Despite sharing the same location and being set in Australia, Somethings are Better Left Unsaid is a little different in comparison to Shakespeare’s Monkeys. In a way, it feels less Australian because it does not involve an intelligent creature a la the series, Skippy the Bush Kangaroo (which in Shakespeare’s Monkeys manages to feel simultaneously appropriate and inappropriate). However, because it forgoes this obvious potential for parody, it allows the authors to bring in something which is genuinely Australian and so brings colour into the scenario which was not present in Shakespeare’s Monkeys. This is Behind the News, a long-running news programme broadcast on Australia’s ABC TV and aimed at upper primary and lower secondary students to help them understand issues and events outside their own lives. Show the players an episode of this—especially those from the nineties and perhaps worked into scenes earlier in Shakespeare’s Monkeys and that would go towards adding colour to the four scenarios.

The other difference between the two scenarios is that Somethings are Better Left Unsaid brings the threat at its heart closer to home—or at least closer to school. The Teens of Jindabyne begin to have the weirder feelings than the norm—that they almost know what others are thinking and of floating just above their bodies as they fall asleep at night, just as radios keep squawking static and the sound of voices begging. Could these be connected? The one day at school, just as they are about to watch the latest episode of Behind the News, their science teacher, along with a fellow student,  faints in class. If they go to check on either of them in hospital the next day, they discover that the local doctors are both perplexed and worried, but a strange old man, accompanied by bodyguards no less, seems to be taking an interest in them. Things take a really weird turn the next day when the substitute the science teacher who is sick, Doctor Matianov, is actually the strange old man who was seen at the hospital the day before. This is not just weird, for it gets worse when it becomes obvious that Doctor Matianov is actually a terrible teacher! Just what is going on and just what does it have to do with Doctor Matianov? Is he really a teacher? Has he joined the staff at the school for reasons of his own?

Somethings are Better Left Unsaid is creepy and weird and ties into our fears—and those of the Teens—of conspiracies (Doctor Matianov is actually Russian), loss (in particular of important mentors and friends), and the supernatural (the weird voices heard over the radio, at the very least). It is darker in tone than the earlier Shakespeare’s Monkeys and is more focused and confined to just the school and the hospital, rather than being more open in terms of its play area. The result is that Somethings are Better Left Unsaid is shorter and more likely to played through in a single, intense session (though it could stretch to two). Similarly, just as with Shakespeare’s Monkeys, the decently explained plot is easily adapted to other settings—even back to Mälaröarna or Boulder City! There is however one issue with Somethings are Better Left Unsaid which it shared with Shakespeare’s Monkeys. It leaves the connections to Northstar R&D undeveloped and unexplored, and perhaps it would have been better for this scenario and the previous one to have dropped some hints or foreshadowed at the corporation’s involvement.

Physically, Somethings are Better Left Unsaid is a decently laid out document and follows the format for Things from the Flood. Some of the artwork is decent too, and the maps are nicely done. The darker turn of Somethings are Better Left Unsaid is not unwelcome scenario in what is another likeable enough affair that offers the chance to explore the world of Things from the Flood from a different perspective. It feels as if it is laying the foundation for something larger, but not telling the Game Master what it is yet, and that really needs to come through in the next scenarios to be released.

------------------------------------

Summarize the passage about the Somethings are Better Left Unsaid scenario in two sentences.

------------------------------------

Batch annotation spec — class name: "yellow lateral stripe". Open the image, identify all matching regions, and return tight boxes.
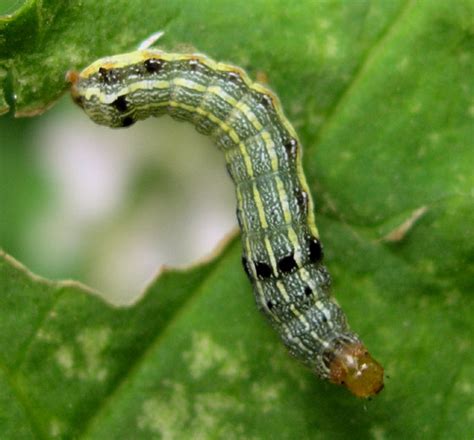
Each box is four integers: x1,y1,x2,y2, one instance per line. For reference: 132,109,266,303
276,281,290,303
252,183,268,229
275,175,292,224
263,235,278,276
261,131,278,171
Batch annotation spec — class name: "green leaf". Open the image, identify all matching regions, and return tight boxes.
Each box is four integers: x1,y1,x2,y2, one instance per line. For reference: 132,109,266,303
0,0,474,439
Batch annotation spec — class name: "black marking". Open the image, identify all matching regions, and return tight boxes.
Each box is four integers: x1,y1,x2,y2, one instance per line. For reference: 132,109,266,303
309,238,323,263
284,138,298,159
122,116,137,127
112,95,128,112
242,257,252,278
227,72,242,82
99,67,117,84
143,58,164,73
189,60,200,71
254,261,272,279
278,254,298,273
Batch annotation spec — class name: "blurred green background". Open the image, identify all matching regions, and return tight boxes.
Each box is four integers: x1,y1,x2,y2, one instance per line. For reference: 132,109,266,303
0,96,236,302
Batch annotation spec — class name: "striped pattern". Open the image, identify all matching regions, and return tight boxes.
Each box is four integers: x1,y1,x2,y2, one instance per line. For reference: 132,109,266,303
70,50,384,398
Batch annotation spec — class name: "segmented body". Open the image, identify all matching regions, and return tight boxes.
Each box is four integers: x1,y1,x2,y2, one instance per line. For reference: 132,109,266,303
69,50,383,395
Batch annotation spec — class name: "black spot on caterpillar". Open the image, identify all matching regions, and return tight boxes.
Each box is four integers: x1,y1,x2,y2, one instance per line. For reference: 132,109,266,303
68,42,383,397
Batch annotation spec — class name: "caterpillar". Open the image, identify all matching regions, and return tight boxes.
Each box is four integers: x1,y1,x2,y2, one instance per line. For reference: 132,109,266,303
67,37,383,397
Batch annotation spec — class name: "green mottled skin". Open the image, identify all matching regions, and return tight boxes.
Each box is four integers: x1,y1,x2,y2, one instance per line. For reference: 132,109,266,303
68,50,368,378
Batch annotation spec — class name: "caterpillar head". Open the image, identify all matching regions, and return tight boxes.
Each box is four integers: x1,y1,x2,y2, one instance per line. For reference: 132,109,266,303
329,341,384,397
66,51,163,127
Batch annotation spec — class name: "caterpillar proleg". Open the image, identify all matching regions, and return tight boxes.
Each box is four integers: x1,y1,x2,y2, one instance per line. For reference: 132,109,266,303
68,42,383,397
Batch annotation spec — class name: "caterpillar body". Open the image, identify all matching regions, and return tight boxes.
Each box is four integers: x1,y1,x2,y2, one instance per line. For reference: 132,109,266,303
68,45,383,397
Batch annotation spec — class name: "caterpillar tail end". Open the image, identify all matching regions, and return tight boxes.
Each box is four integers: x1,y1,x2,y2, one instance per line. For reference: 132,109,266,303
329,342,384,397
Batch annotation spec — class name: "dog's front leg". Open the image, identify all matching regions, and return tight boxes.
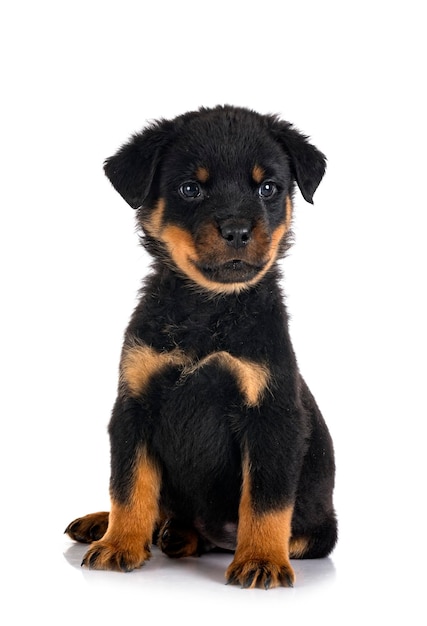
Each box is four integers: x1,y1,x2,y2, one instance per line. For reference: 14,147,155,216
82,396,161,572
226,453,295,589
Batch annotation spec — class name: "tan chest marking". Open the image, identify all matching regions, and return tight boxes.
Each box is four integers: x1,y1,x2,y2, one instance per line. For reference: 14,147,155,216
184,351,270,406
120,343,270,406
120,343,190,396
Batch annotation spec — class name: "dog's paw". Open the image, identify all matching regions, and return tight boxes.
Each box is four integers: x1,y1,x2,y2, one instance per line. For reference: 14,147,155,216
225,559,295,589
157,519,200,559
82,539,151,572
64,511,109,543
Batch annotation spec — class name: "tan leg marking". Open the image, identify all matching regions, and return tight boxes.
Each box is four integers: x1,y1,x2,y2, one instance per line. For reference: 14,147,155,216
120,342,190,396
183,351,270,406
65,511,109,543
82,451,161,572
226,460,295,589
289,537,310,559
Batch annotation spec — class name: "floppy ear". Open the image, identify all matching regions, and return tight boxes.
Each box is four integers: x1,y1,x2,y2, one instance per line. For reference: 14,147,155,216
272,119,326,204
104,120,174,209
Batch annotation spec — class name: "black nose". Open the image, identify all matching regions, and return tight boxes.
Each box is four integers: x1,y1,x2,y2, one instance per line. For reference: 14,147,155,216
219,220,252,249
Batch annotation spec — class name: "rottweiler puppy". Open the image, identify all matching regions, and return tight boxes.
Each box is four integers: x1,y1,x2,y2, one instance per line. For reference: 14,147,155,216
66,106,337,589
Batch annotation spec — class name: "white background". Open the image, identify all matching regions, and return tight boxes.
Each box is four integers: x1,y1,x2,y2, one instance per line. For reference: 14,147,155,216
0,0,427,625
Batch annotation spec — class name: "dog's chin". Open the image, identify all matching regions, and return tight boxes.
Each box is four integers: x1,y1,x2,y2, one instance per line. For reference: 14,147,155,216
197,259,264,284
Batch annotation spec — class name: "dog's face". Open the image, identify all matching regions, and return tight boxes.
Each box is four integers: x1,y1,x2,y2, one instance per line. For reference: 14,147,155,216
105,107,325,293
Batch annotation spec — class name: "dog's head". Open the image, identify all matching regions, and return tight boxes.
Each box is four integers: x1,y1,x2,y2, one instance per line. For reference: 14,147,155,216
105,106,326,293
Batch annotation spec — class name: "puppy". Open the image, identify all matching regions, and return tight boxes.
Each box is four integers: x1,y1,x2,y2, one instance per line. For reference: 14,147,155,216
66,106,337,589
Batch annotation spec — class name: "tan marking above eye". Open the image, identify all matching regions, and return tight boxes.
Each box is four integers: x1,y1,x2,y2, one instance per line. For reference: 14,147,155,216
142,196,292,294
252,165,265,185
141,198,166,239
196,166,209,183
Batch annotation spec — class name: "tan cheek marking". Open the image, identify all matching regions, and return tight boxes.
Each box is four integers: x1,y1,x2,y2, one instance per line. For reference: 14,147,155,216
120,344,189,396
196,167,209,183
252,165,265,185
187,351,270,406
161,226,247,293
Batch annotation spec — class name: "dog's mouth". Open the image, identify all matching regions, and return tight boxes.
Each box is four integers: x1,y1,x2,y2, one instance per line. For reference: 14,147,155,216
195,259,265,283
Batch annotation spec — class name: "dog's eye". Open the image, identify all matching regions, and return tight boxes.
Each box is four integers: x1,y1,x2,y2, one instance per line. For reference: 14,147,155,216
179,180,202,199
258,180,277,198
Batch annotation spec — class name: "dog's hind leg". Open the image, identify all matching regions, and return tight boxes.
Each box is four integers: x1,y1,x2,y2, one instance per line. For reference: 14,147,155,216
65,511,110,543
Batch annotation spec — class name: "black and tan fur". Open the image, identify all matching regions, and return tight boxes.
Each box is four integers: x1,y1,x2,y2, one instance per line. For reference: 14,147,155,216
66,106,337,588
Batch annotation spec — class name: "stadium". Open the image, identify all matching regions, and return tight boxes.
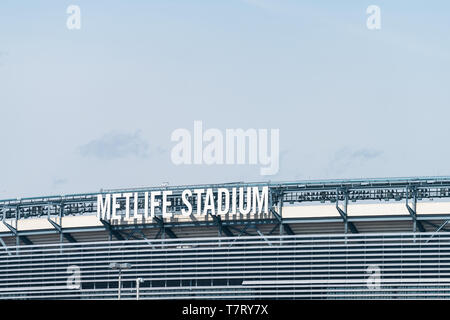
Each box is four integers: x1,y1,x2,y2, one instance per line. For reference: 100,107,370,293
0,177,450,299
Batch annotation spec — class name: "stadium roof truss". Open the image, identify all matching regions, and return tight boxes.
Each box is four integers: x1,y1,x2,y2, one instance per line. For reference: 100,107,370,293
0,177,450,246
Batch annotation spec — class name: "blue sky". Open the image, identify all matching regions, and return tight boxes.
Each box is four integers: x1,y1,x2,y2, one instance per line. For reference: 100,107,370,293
0,0,450,198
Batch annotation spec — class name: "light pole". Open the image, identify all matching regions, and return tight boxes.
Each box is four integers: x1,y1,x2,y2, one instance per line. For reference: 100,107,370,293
136,278,144,300
109,262,131,300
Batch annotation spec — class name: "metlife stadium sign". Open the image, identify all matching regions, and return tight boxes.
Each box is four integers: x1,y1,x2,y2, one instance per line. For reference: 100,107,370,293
97,186,269,220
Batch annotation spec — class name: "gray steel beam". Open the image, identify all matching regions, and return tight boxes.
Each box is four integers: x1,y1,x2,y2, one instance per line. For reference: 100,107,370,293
0,237,12,256
47,218,77,243
3,221,33,245
100,219,125,240
153,217,177,238
208,213,234,237
336,190,358,233
406,187,426,232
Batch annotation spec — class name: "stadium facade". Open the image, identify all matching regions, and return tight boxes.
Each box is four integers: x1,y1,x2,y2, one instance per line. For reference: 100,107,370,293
0,177,450,299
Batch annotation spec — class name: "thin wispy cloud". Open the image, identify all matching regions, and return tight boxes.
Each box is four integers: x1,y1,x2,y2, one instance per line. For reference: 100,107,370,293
79,131,149,160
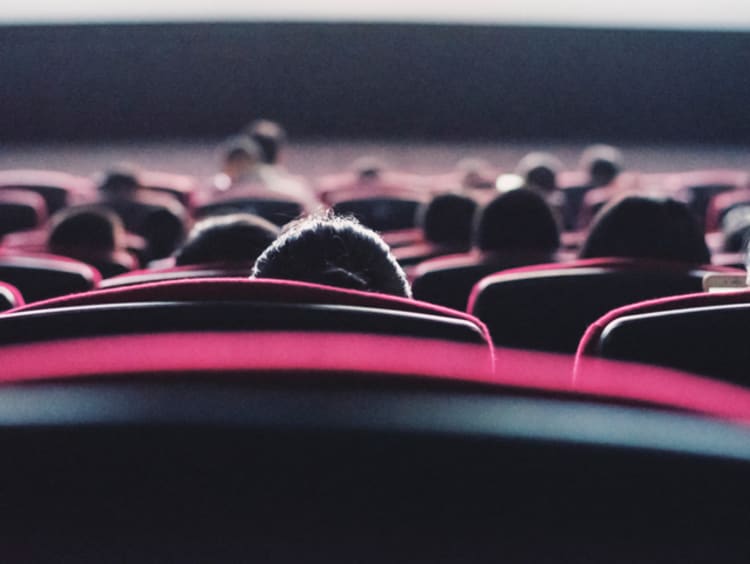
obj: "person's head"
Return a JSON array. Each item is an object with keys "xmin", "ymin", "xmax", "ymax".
[
  {"xmin": 417, "ymin": 194, "xmax": 477, "ymax": 247},
  {"xmin": 253, "ymin": 213, "xmax": 411, "ymax": 297},
  {"xmin": 245, "ymin": 119, "xmax": 286, "ymax": 165},
  {"xmin": 98, "ymin": 164, "xmax": 141, "ymax": 196},
  {"xmin": 475, "ymin": 188, "xmax": 560, "ymax": 253},
  {"xmin": 456, "ymin": 157, "xmax": 497, "ymax": 189},
  {"xmin": 516, "ymin": 153, "xmax": 563, "ymax": 193},
  {"xmin": 175, "ymin": 213, "xmax": 280, "ymax": 266},
  {"xmin": 219, "ymin": 135, "xmax": 261, "ymax": 181},
  {"xmin": 580, "ymin": 195, "xmax": 711, "ymax": 263},
  {"xmin": 351, "ymin": 155, "xmax": 388, "ymax": 181},
  {"xmin": 580, "ymin": 145, "xmax": 623, "ymax": 186},
  {"xmin": 47, "ymin": 206, "xmax": 125, "ymax": 257},
  {"xmin": 721, "ymin": 205, "xmax": 750, "ymax": 253}
]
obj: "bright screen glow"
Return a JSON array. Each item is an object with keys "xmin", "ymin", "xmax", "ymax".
[{"xmin": 0, "ymin": 0, "xmax": 750, "ymax": 30}]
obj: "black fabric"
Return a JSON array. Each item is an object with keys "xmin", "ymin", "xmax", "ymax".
[
  {"xmin": 473, "ymin": 268, "xmax": 705, "ymax": 353},
  {"xmin": 0, "ymin": 302, "xmax": 484, "ymax": 346},
  {"xmin": 599, "ymin": 304, "xmax": 750, "ymax": 386}
]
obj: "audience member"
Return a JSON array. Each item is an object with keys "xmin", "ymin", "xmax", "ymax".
[
  {"xmin": 250, "ymin": 119, "xmax": 287, "ymax": 165},
  {"xmin": 516, "ymin": 152, "xmax": 565, "ymax": 224},
  {"xmin": 97, "ymin": 167, "xmax": 189, "ymax": 260},
  {"xmin": 721, "ymin": 205, "xmax": 750, "ymax": 253},
  {"xmin": 580, "ymin": 195, "xmax": 711, "ymax": 264},
  {"xmin": 417, "ymin": 194, "xmax": 477, "ymax": 252},
  {"xmin": 413, "ymin": 192, "xmax": 560, "ymax": 309},
  {"xmin": 209, "ymin": 135, "xmax": 319, "ymax": 212},
  {"xmin": 253, "ymin": 213, "xmax": 411, "ymax": 297},
  {"xmin": 579, "ymin": 145, "xmax": 623, "ymax": 188},
  {"xmin": 175, "ymin": 214, "xmax": 279, "ymax": 266},
  {"xmin": 475, "ymin": 188, "xmax": 560, "ymax": 253},
  {"xmin": 393, "ymin": 193, "xmax": 478, "ymax": 268},
  {"xmin": 47, "ymin": 206, "xmax": 136, "ymax": 278}
]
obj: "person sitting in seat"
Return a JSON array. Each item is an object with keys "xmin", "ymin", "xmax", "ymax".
[
  {"xmin": 580, "ymin": 194, "xmax": 711, "ymax": 264},
  {"xmin": 393, "ymin": 193, "xmax": 478, "ymax": 267},
  {"xmin": 47, "ymin": 206, "xmax": 137, "ymax": 278},
  {"xmin": 579, "ymin": 145, "xmax": 623, "ymax": 188},
  {"xmin": 96, "ymin": 165, "xmax": 189, "ymax": 261},
  {"xmin": 209, "ymin": 135, "xmax": 319, "ymax": 212},
  {"xmin": 413, "ymin": 188, "xmax": 560, "ymax": 310},
  {"xmin": 175, "ymin": 213, "xmax": 280, "ymax": 267},
  {"xmin": 252, "ymin": 213, "xmax": 411, "ymax": 297},
  {"xmin": 516, "ymin": 152, "xmax": 563, "ymax": 222}
]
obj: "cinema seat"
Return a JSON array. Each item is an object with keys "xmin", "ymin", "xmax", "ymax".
[
  {"xmin": 668, "ymin": 170, "xmax": 750, "ymax": 225},
  {"xmin": 99, "ymin": 263, "xmax": 253, "ymax": 288},
  {"xmin": 0, "ymin": 190, "xmax": 47, "ymax": 237},
  {"xmin": 0, "ymin": 279, "xmax": 493, "ymax": 381},
  {"xmin": 332, "ymin": 195, "xmax": 423, "ymax": 231},
  {"xmin": 0, "ymin": 282, "xmax": 24, "ymax": 311},
  {"xmin": 0, "ymin": 170, "xmax": 94, "ymax": 215},
  {"xmin": 195, "ymin": 196, "xmax": 305, "ymax": 226},
  {"xmin": 467, "ymin": 258, "xmax": 736, "ymax": 353},
  {"xmin": 0, "ymin": 251, "xmax": 101, "ymax": 303},
  {"xmin": 706, "ymin": 188, "xmax": 750, "ymax": 233},
  {"xmin": 576, "ymin": 290, "xmax": 750, "ymax": 386},
  {"xmin": 412, "ymin": 251, "xmax": 555, "ymax": 311}
]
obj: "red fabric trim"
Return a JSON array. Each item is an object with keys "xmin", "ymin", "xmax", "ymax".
[
  {"xmin": 0, "ymin": 332, "xmax": 493, "ymax": 383},
  {"xmin": 0, "ymin": 282, "xmax": 25, "ymax": 307},
  {"xmin": 0, "ymin": 248, "xmax": 102, "ymax": 288},
  {"xmin": 576, "ymin": 290, "xmax": 750, "ymax": 360},
  {"xmin": 466, "ymin": 257, "xmax": 744, "ymax": 313},
  {"xmin": 8, "ymin": 278, "xmax": 491, "ymax": 343}
]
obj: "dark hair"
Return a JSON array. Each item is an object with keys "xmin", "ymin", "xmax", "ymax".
[
  {"xmin": 175, "ymin": 213, "xmax": 279, "ymax": 266},
  {"xmin": 47, "ymin": 206, "xmax": 125, "ymax": 255},
  {"xmin": 245, "ymin": 119, "xmax": 286, "ymax": 164},
  {"xmin": 516, "ymin": 153, "xmax": 562, "ymax": 192},
  {"xmin": 475, "ymin": 188, "xmax": 560, "ymax": 252},
  {"xmin": 417, "ymin": 194, "xmax": 478, "ymax": 246},
  {"xmin": 580, "ymin": 195, "xmax": 711, "ymax": 263},
  {"xmin": 137, "ymin": 206, "xmax": 186, "ymax": 259},
  {"xmin": 580, "ymin": 145, "xmax": 623, "ymax": 186},
  {"xmin": 219, "ymin": 135, "xmax": 263, "ymax": 163},
  {"xmin": 253, "ymin": 213, "xmax": 411, "ymax": 297}
]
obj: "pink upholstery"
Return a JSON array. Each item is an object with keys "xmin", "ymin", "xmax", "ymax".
[
  {"xmin": 576, "ymin": 290, "xmax": 750, "ymax": 360},
  {"xmin": 0, "ymin": 189, "xmax": 47, "ymax": 235},
  {"xmin": 470, "ymin": 258, "xmax": 737, "ymax": 354},
  {"xmin": 0, "ymin": 331, "xmax": 750, "ymax": 424},
  {"xmin": 0, "ymin": 249, "xmax": 101, "ymax": 302},
  {"xmin": 706, "ymin": 188, "xmax": 750, "ymax": 232},
  {"xmin": 0, "ymin": 170, "xmax": 94, "ymax": 213},
  {"xmin": 0, "ymin": 331, "xmax": 493, "ymax": 383},
  {"xmin": 0, "ymin": 282, "xmax": 24, "ymax": 311},
  {"xmin": 467, "ymin": 257, "xmax": 740, "ymax": 311},
  {"xmin": 8, "ymin": 278, "xmax": 489, "ymax": 342},
  {"xmin": 495, "ymin": 347, "xmax": 750, "ymax": 423},
  {"xmin": 99, "ymin": 263, "xmax": 252, "ymax": 288}
]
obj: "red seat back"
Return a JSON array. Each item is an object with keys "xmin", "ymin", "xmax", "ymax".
[{"xmin": 468, "ymin": 258, "xmax": 740, "ymax": 353}]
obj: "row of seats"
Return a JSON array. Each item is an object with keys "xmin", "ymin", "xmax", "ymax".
[
  {"xmin": 0, "ymin": 279, "xmax": 750, "ymax": 420},
  {"xmin": 0, "ymin": 257, "xmax": 750, "ymax": 383}
]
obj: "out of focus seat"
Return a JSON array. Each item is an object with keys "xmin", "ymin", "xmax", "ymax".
[
  {"xmin": 0, "ymin": 251, "xmax": 101, "ymax": 303},
  {"xmin": 0, "ymin": 170, "xmax": 94, "ymax": 215},
  {"xmin": 412, "ymin": 251, "xmax": 554, "ymax": 311},
  {"xmin": 195, "ymin": 196, "xmax": 305, "ymax": 226},
  {"xmin": 576, "ymin": 290, "xmax": 750, "ymax": 386},
  {"xmin": 0, "ymin": 190, "xmax": 47, "ymax": 237},
  {"xmin": 99, "ymin": 263, "xmax": 253, "ymax": 288},
  {"xmin": 468, "ymin": 258, "xmax": 736, "ymax": 353},
  {"xmin": 0, "ymin": 282, "xmax": 24, "ymax": 311}
]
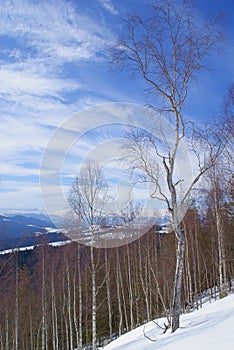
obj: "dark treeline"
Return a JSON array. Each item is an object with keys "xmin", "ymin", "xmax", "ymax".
[{"xmin": 0, "ymin": 197, "xmax": 234, "ymax": 350}]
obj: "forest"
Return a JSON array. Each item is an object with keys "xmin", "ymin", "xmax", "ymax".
[{"xmin": 0, "ymin": 183, "xmax": 234, "ymax": 350}]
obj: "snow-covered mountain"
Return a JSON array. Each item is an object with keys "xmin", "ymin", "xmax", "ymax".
[
  {"xmin": 0, "ymin": 212, "xmax": 67, "ymax": 251},
  {"xmin": 104, "ymin": 294, "xmax": 234, "ymax": 350}
]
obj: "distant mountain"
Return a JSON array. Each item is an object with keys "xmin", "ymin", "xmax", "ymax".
[
  {"xmin": 0, "ymin": 215, "xmax": 55, "ymax": 240},
  {"xmin": 0, "ymin": 213, "xmax": 67, "ymax": 251}
]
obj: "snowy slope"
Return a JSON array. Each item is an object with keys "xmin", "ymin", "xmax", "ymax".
[{"xmin": 104, "ymin": 294, "xmax": 234, "ymax": 350}]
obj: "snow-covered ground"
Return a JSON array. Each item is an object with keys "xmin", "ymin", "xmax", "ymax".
[{"xmin": 104, "ymin": 294, "xmax": 234, "ymax": 350}]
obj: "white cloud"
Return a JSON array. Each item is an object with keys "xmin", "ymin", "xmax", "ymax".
[{"xmin": 100, "ymin": 0, "xmax": 118, "ymax": 15}]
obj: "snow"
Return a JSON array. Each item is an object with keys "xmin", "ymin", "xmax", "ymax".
[
  {"xmin": 0, "ymin": 240, "xmax": 71, "ymax": 255},
  {"xmin": 104, "ymin": 294, "xmax": 234, "ymax": 350}
]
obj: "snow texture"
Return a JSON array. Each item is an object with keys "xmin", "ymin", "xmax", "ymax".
[{"xmin": 104, "ymin": 294, "xmax": 234, "ymax": 350}]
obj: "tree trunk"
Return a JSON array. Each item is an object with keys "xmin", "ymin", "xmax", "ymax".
[{"xmin": 172, "ymin": 231, "xmax": 185, "ymax": 332}]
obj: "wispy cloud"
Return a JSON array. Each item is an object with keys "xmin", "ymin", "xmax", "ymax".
[{"xmin": 99, "ymin": 0, "xmax": 118, "ymax": 15}]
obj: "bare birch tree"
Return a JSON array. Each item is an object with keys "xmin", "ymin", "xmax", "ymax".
[
  {"xmin": 111, "ymin": 0, "xmax": 226, "ymax": 332},
  {"xmin": 69, "ymin": 161, "xmax": 108, "ymax": 350}
]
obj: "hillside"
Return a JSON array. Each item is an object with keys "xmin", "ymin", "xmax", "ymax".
[{"xmin": 104, "ymin": 294, "xmax": 234, "ymax": 350}]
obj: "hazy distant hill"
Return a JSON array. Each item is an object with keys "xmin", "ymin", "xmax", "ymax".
[{"xmin": 0, "ymin": 213, "xmax": 67, "ymax": 251}]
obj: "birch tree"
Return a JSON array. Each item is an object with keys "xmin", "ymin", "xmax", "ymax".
[
  {"xmin": 111, "ymin": 0, "xmax": 223, "ymax": 332},
  {"xmin": 69, "ymin": 161, "xmax": 108, "ymax": 350}
]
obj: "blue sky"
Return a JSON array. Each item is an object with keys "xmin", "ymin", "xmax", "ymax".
[{"xmin": 0, "ymin": 0, "xmax": 234, "ymax": 215}]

------------------------------------

■ **Answer to this task**: In Somethings are Better Left Unsaid, set in Australia like Shakespeare's Monkeys, teens in Jindabyne start to sense what others are thinking and hear voices in radio static, and after their science teacher and a fellow student faint, a strange old man named Doctor Matianov turns up as the substitute teacher. The scenario is darker, shorter, and more confined than Shakespeare's Monkeys, with a decent layout and nicely done maps, but like that earlier scenario it leaves its connections to Northstar R&D undeveloped.